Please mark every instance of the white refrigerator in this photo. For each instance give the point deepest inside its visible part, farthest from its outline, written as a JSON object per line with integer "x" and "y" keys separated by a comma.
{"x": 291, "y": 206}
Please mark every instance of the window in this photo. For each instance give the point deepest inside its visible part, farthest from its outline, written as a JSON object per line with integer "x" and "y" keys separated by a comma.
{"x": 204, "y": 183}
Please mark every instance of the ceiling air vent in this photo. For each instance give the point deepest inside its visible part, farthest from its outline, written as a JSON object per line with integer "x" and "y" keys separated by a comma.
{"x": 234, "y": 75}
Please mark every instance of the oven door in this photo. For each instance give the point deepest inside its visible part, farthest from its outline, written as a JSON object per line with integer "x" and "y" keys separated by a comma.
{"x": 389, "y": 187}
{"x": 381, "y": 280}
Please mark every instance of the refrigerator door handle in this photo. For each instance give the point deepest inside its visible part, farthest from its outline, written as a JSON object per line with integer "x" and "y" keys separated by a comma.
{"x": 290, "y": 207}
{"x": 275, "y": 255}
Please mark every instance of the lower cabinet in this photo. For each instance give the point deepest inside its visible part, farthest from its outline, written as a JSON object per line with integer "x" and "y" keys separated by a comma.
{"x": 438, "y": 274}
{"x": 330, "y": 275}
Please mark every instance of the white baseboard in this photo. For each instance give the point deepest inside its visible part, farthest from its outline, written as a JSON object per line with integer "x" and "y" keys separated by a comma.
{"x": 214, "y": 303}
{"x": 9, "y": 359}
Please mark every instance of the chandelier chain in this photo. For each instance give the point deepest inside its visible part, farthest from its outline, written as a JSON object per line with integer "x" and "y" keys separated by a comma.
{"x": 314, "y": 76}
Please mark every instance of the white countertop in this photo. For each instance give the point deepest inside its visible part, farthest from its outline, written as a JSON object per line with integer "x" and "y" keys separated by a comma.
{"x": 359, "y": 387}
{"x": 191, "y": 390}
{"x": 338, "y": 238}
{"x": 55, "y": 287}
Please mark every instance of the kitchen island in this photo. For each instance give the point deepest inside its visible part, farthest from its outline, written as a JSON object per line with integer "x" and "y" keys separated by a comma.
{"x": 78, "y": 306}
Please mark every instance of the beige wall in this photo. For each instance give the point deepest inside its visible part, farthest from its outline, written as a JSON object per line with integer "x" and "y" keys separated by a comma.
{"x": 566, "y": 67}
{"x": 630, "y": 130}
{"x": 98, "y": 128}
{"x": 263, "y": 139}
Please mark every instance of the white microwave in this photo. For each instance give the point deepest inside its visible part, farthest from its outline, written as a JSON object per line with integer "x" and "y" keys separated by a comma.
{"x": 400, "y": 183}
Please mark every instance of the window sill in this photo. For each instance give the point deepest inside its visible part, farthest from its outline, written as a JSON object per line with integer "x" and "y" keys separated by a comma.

.....

Problem requirements ::
Could you edit all the records above so that "Please mark" becomes "Please label" everywhere, leaving everything else unchanged?

Final result ::
Please label every instance of the white refrigerator in this photo. For each instance give the point deepest inside its visible part, farthest from its outline, written as a JSON object per line with integer "x" and "y" keys separated by a comma.
{"x": 291, "y": 206}
Please label every instance of the window in this photo. For each instance give the point deepest inside its visible part, farthest from its outline, written as a JSON object per line with integer "x" and "y" keys separated by a comma.
{"x": 204, "y": 183}
Please label every instance of the ceiling air vent in this photo. For each instance give the point deepest inside its visible part, farthest from its outline, written as a JSON object per line with integer "x" and "y" keys separated by a comma.
{"x": 234, "y": 75}
Please label every instance of the oven door in this photo. For each instance give the point deepest inside its visible part, farthest from its outline, written as a JSON object per line with integer "x" and "y" keys separated by a comma.
{"x": 389, "y": 187}
{"x": 381, "y": 280}
Please label every instance of the refrigerator door handle in this photo. For each instance give the point deepest inside its visible part, farthest from its outline, written as a JSON object per line with integer "x" and "y" keys separated by a comma.
{"x": 290, "y": 207}
{"x": 275, "y": 255}
Please label every instance of the lower cabinet in this photo. For each instance give the point deepest inside its visible part, farthest from its outline, written as a JSON object per line with integer "x" and "y" keys separated by a comma.
{"x": 438, "y": 274}
{"x": 330, "y": 275}
Please label every instance of the white baseboard in this photo. For each instance give the point deepest inside its visible part, farthest from its outline, written as a JSON object per line with integer "x" and "y" keys separated by a comma.
{"x": 214, "y": 303}
{"x": 9, "y": 359}
Please label every instance of the chandelier chain in this photo. For each instance give the point deepest inside its visible part, farthest from its outline, written as a JSON object per line with integer "x" and "y" keys separated by a comma.
{"x": 314, "y": 76}
Please label every instance of the white countertop in this photo. For each instance give the point deepest inside its visible part, farthest from its outline, written as a JSON object per line with integer "x" and "y" keys separated by a comma.
{"x": 359, "y": 387}
{"x": 191, "y": 390}
{"x": 338, "y": 238}
{"x": 55, "y": 287}
Please label every instance of the kitchen island in this photo. For each instance give the point deepest inside its visible part, farthest from its outline, written as a JSON object per line with integer "x" and "y" keys separated by a comma.
{"x": 78, "y": 306}
Please label every instance of the beige wall in this photo. For each instance give the point deepest inside its visible part, farthest from its outline, written as a JSON object per line with integer "x" and "y" keys separated by a comma.
{"x": 566, "y": 67}
{"x": 630, "y": 130}
{"x": 98, "y": 128}
{"x": 263, "y": 139}
Please label every instance of the white microwave in this photo. For each instance give the point deepest inside its visible part, farthest from its outline, written as a JSON object per line with integer "x" and "y" keys separated by a comma.
{"x": 400, "y": 183}
Please label every instance of the window sill in this photo. For each instance give the point deepest inside its visible part, farthest from its outline, written as a JSON object per line with integer "x" and "y" keys separated by a comma.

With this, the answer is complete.